Activity: Transcribe, without any change, the line that includes "Could you please spot the cage wire" and all the lines that come after it in the material below.

Start of Block

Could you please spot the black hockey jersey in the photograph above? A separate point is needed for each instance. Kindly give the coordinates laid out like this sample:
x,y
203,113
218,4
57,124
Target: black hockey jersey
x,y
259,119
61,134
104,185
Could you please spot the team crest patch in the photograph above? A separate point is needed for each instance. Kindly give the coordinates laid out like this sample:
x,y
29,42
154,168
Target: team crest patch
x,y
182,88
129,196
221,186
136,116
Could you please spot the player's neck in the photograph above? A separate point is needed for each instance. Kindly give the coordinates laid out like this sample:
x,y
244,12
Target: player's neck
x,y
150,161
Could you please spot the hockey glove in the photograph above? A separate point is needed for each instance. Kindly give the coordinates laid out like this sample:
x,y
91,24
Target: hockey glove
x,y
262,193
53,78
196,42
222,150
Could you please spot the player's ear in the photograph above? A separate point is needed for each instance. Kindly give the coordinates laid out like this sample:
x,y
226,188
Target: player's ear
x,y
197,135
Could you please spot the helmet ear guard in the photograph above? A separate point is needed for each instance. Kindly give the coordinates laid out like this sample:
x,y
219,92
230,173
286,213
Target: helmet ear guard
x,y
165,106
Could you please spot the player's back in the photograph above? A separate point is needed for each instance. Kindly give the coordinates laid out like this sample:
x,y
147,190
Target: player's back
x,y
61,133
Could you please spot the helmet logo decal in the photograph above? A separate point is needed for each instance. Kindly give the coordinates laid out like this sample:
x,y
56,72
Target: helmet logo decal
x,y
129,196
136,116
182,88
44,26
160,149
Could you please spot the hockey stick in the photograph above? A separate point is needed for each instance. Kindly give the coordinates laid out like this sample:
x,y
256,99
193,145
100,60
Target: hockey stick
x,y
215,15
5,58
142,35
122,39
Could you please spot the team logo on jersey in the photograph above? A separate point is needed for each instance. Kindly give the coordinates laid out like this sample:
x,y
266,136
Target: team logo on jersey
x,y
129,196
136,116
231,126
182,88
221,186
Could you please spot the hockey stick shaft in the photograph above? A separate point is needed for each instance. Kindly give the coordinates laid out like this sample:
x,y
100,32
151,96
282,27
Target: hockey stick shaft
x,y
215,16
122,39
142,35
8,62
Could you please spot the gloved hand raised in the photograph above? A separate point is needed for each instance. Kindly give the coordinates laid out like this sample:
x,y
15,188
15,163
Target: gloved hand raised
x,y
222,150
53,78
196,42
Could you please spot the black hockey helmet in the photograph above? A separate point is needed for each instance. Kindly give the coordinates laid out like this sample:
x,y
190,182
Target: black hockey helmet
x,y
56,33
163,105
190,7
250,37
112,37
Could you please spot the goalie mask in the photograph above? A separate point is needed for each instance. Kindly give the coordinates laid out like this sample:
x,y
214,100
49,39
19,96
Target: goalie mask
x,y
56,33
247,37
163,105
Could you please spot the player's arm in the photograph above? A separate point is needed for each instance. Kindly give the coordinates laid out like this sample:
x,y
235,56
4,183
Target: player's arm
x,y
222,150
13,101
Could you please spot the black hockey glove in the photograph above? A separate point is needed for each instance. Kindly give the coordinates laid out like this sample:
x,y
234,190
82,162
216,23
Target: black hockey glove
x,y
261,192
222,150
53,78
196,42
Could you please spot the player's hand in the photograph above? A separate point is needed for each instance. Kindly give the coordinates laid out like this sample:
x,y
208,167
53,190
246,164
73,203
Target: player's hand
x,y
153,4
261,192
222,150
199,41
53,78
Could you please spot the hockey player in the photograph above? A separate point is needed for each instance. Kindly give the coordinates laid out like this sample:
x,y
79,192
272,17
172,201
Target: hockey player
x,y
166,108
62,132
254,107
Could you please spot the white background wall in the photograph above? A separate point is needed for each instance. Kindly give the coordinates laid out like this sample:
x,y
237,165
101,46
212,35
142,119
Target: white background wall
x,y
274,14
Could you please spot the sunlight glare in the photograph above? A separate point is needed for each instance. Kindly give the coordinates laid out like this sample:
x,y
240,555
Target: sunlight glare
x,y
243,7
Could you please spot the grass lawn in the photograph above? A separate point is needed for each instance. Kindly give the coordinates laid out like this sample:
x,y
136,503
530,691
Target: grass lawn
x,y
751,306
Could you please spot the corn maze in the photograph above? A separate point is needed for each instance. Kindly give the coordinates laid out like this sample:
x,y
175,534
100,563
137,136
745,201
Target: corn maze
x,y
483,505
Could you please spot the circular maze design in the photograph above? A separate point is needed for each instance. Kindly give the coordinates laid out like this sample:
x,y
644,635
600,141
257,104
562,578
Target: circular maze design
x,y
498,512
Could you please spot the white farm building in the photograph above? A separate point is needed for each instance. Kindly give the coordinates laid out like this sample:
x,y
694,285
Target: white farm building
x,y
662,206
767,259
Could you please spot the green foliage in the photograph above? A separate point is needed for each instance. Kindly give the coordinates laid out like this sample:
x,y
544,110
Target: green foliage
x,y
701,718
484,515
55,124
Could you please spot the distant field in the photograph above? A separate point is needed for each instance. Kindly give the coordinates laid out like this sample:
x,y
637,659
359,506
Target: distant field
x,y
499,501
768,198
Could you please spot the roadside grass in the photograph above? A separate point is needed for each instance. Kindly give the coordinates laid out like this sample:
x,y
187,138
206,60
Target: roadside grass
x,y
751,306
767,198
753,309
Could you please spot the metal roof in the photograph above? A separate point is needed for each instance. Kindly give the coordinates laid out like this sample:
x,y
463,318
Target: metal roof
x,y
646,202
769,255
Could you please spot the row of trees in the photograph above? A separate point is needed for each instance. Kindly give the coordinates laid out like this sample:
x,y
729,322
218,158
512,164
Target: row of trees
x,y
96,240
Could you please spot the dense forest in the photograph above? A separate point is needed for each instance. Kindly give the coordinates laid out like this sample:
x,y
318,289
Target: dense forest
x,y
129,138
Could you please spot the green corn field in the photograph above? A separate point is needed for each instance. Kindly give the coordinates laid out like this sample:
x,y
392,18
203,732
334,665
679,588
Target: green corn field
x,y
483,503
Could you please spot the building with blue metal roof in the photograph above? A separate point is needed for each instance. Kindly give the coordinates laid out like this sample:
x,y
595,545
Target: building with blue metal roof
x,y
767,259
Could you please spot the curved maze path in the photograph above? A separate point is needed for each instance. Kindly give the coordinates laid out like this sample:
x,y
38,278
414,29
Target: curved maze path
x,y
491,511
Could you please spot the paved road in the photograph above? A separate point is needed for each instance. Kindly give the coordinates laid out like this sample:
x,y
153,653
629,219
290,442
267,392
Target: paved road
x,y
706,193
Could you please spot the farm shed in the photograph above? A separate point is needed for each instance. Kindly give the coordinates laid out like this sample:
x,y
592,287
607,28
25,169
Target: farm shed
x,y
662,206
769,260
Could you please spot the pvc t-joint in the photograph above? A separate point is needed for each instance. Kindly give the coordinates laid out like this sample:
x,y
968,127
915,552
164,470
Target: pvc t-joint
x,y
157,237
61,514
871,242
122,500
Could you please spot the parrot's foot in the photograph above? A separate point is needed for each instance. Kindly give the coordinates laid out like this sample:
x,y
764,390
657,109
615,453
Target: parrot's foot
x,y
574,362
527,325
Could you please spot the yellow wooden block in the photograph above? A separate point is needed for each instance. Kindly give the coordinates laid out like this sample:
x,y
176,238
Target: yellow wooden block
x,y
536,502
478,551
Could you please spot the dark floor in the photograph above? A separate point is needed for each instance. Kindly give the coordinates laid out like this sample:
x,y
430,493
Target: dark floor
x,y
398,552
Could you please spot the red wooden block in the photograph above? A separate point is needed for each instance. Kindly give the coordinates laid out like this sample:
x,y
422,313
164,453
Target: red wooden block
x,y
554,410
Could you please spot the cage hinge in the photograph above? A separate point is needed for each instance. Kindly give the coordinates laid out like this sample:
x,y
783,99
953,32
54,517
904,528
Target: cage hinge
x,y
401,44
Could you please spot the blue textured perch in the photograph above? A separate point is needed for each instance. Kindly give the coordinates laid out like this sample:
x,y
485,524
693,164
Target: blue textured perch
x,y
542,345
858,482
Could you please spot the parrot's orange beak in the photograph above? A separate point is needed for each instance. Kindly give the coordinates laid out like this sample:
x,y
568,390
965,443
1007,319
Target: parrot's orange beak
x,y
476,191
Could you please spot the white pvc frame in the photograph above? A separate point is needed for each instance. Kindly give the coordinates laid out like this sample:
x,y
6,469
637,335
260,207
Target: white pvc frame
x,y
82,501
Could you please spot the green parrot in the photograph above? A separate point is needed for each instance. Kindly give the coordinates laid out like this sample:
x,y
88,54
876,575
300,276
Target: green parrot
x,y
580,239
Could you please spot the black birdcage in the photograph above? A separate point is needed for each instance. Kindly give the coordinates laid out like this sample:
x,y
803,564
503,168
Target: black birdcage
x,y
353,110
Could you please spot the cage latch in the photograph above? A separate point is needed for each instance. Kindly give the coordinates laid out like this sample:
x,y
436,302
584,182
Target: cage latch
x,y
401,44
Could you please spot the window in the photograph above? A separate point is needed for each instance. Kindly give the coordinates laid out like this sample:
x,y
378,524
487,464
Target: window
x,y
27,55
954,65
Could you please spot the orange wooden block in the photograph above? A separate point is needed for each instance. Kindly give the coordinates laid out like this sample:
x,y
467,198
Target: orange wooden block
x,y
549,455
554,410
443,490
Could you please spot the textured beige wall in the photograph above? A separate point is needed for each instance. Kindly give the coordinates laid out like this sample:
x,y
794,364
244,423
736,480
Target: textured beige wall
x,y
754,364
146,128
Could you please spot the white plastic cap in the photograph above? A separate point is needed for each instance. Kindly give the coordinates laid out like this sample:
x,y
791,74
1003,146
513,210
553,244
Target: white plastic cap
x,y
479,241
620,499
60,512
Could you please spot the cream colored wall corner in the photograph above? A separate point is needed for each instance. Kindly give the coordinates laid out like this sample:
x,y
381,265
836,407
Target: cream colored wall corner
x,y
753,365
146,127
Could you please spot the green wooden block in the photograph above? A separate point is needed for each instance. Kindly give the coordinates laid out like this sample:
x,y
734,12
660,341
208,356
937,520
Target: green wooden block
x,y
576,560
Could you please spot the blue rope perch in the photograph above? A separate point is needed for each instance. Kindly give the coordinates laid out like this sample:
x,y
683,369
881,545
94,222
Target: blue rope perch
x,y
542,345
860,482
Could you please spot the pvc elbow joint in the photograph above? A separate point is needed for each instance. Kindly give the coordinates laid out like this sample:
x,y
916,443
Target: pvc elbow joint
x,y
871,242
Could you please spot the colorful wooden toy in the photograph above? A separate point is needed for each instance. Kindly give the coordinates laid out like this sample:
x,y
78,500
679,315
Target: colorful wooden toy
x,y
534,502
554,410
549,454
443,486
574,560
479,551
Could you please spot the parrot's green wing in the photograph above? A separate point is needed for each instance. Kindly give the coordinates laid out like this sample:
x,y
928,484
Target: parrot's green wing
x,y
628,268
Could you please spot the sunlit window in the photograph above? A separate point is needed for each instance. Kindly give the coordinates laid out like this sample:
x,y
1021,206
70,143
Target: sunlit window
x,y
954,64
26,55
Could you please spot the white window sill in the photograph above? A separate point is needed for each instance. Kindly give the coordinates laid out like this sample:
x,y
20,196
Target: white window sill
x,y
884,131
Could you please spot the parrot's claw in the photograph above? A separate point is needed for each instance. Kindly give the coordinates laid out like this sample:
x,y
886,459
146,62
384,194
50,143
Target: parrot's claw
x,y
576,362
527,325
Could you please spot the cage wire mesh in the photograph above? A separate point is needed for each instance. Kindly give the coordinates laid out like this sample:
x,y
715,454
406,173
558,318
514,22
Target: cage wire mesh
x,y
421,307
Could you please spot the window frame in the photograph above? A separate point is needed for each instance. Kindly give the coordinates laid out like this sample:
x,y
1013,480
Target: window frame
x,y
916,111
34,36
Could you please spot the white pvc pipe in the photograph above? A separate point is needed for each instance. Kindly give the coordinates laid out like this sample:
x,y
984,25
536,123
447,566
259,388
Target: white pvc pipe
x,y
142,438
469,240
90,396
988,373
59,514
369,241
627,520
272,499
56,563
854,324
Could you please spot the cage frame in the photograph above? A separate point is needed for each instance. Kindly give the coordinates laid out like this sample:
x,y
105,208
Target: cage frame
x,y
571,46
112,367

End of Block

Result:
Could you please spot the cage wire mesh in the photograph above? A separate point is needed for each instance. Kindly give the coordinates laid out like this sample:
x,y
715,454
406,173
558,318
514,22
Target: cage wire mesh
x,y
421,307
Could you please spot the window frame in the photograph above? A separate point is needed for each instance. Kindly give the coordinates laid out like this sample:
x,y
1013,480
Target: window frame
x,y
916,111
34,36
Could you please spot the white pvc pipe in the photograph above? A separate point is needed for each instance. Kindly give the coordinates laid out like this sample:
x,y
984,25
536,123
447,566
259,388
Target: white pvc pipe
x,y
142,438
469,240
90,396
988,373
59,514
369,241
627,520
272,499
56,563
854,324
Could you please spot the cage frame in the photograph above? A separate point is needed for each instance. Kindly give the coordinates laid out like this sample:
x,y
105,208
Target: cage frame
x,y
571,46
112,367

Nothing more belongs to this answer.